Project Title: A Recursive Formulation for a Rank Sum Statistic Used to Detect Genomic Copy Number Variation
Student: Nam Tran Hoang
Mentor: Dr. Craig Jackson

Copy number variation (CNV) results from amplifications and deletions of genomic DNA and is often associated with cancer and other diseases that use CNV as a mechanism to overcome restrictions on cell growth. Detecting and characterizing CNV is a major goal of cancer research. A variety of methods have been proposed to detect CNV, many of which use commercially available DNA microarrays (e.g., Affymetrix chips). Recently, a rank-based method has been developed that is relevant across a variety of DNA microarrays and is flexible enough to detect multiple molecular phenomena: somatic lesions, germline deletions, and germline gains[1].

This rank-based method involves a rank comparison of a sample DNA across multiple chromosomal markers and against multiple control samples. The CNV of the test sample is then determined by a statistical comparison of a sample “rank sum” against a null distribution, which is derived under the hypothesis that the sample shows no CNV. As such, the accuracy of this method depends, to a large degree, on an accurate representation of the null distribution. However, the exact null distribution is difficult to compute and, so far, has only been approximated[1].

INFORMATION SHOWN:
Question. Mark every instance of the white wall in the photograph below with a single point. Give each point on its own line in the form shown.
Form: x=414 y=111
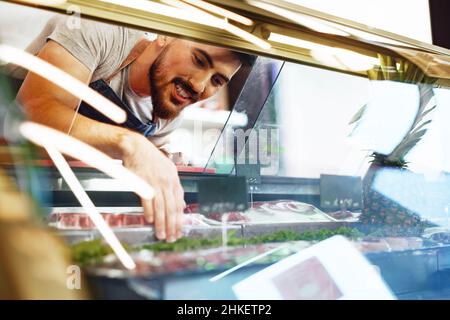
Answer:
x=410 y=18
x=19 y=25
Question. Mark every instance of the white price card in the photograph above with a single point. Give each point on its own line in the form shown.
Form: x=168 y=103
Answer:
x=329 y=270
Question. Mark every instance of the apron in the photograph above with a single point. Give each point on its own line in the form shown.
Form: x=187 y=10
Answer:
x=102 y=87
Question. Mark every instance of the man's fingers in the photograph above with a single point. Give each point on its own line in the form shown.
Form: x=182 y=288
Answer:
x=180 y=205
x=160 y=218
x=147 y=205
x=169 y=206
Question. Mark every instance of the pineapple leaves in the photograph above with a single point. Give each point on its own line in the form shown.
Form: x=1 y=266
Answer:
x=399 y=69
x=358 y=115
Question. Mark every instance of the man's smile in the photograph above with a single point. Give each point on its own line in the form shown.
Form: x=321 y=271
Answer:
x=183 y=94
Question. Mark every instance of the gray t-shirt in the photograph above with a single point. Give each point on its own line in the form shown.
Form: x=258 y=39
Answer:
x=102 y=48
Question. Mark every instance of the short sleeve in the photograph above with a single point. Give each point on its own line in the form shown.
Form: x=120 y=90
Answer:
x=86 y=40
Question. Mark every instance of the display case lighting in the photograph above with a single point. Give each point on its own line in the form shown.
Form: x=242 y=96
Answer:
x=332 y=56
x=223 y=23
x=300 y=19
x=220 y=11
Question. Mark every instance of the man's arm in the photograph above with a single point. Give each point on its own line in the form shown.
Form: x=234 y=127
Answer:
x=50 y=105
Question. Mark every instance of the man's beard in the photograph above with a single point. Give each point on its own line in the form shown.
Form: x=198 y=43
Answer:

---

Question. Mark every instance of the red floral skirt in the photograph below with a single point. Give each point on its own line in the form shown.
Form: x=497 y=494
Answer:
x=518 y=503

---

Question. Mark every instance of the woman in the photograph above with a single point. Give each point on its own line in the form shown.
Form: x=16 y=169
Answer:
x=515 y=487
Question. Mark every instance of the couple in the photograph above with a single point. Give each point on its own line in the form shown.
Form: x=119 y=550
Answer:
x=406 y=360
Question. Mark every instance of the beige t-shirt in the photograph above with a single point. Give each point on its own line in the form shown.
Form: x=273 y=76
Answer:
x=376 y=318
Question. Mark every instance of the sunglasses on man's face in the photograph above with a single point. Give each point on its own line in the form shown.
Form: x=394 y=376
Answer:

QUESTIONS ON THE MATERIAL:
[1] Using the project summary on copy number variation, explain in one to three sentences why the accuracy of the rank-based method depends heavily on the null distribution.
[2] Continue the project summary on copy number variation from the point where it stops.

OUTPUTS FOR THE TASKS:
[1] The method decides a test sample's CNV by statistically comparing its rank sum against a null distribution derived under the hypothesis that the sample shows no CNV. Because every call rests on that comparison, the method is only as accurate as its representation of the null distribution.

[2]
This study gives a rigorous proof of several recursive formulations for the exact null distribution of the rank sum statistic. The approximate null distribution currently employed is also shown to overemphasize values near the mean, which can overestimate any CNV that is present in the test sample, possibly leading to false positives. Hence, the use of these recursive formulae improves the ability of rank based methods to detect CNV.


[1] LaFramboise et al., A flexible rank-based framework for detecting copy number aberrations from array data, Bioinformatics 25:6 (2009), 722-728.